→ **Your instructions**: Copy out every line of the records below word for word, keeping them in their original order.
━━━ Extracted information
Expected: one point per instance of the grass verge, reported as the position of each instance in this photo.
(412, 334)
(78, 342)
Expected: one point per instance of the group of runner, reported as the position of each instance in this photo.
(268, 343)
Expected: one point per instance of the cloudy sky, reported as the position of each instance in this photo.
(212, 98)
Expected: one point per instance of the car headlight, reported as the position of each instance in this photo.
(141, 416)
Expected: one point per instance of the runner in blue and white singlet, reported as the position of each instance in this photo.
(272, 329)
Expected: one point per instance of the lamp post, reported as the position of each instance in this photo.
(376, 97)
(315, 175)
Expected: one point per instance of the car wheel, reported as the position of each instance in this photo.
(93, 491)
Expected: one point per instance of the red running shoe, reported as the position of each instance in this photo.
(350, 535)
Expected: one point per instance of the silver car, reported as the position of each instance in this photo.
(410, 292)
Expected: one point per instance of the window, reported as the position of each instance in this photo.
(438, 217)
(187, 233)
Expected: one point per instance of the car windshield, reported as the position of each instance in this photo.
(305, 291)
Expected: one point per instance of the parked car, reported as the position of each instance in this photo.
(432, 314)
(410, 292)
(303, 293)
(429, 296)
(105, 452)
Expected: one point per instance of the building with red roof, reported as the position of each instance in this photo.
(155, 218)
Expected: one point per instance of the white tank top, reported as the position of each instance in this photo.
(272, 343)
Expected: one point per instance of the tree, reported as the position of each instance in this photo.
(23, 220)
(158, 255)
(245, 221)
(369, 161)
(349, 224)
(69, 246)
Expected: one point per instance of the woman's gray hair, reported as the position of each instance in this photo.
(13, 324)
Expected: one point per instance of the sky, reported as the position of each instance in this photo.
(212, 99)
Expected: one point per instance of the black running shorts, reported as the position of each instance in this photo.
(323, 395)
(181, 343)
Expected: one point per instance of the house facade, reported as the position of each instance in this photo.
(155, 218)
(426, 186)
━━━━━━
→ **Final answer**:
Expected: one point per instance of the grass verge, reported as the position of each instance in this photo.
(412, 334)
(78, 342)
Expected: one point per instance of the group of runner, reported as the position of each instance in this photo.
(268, 343)
Expected: one point per instance of the cloudy sky, reported as the position of each instance in this photo.
(212, 98)
Expected: one point per instance of the car headlight, reported as the position of each instance in this photo.
(141, 416)
Expected: one point per instance of the runner in blue and white singlet, reported as the position of each instance in this photo.
(272, 329)
Expected: one point per instance of the lamp post, reported as the position of each instance in this photo.
(376, 97)
(315, 175)
Expected: one point per instance of the car wheel, reported as the position of each instance in this photo.
(93, 491)
Expected: one point per instance of the red running shoe, reported as the position of each instance in this photo.
(350, 535)
Expected: one point per instance of the silver car, reported as the position of each instance in this photo.
(410, 292)
Expected: one point per instance of the window, reported as the position of each instance in this photo.
(438, 217)
(187, 233)
Expected: one point per instance of the car windshield, reported as the position of each instance in this photo.
(305, 291)
Expected: one point per instance of the parked car, reported as the position of each instance in this photo.
(432, 314)
(410, 292)
(303, 293)
(429, 296)
(105, 452)
Expected: one point per instance of the building with red roof, reported as the position of each instance in this photo.
(155, 218)
Expected: one point per instance of the white tank top, reported as the position of each instance in this photo.
(272, 343)
Expected: one point per instance of the tree, reported as the position of each instance in this photo.
(23, 220)
(158, 255)
(245, 221)
(369, 161)
(349, 224)
(69, 246)
Expected: one point per instance of the woman's gray hair, reported as the position of each instance in this photo.
(13, 324)
Expected: one point per instance of the sky, reported as the position of each instance in this photo.
(212, 99)
Expected: one point per instance of the black running shorts, reported as the position of each instance in this photo.
(323, 395)
(181, 343)
Expected: one point per instance of the house facade, reported as the position of each instance in this photo.
(155, 218)
(426, 186)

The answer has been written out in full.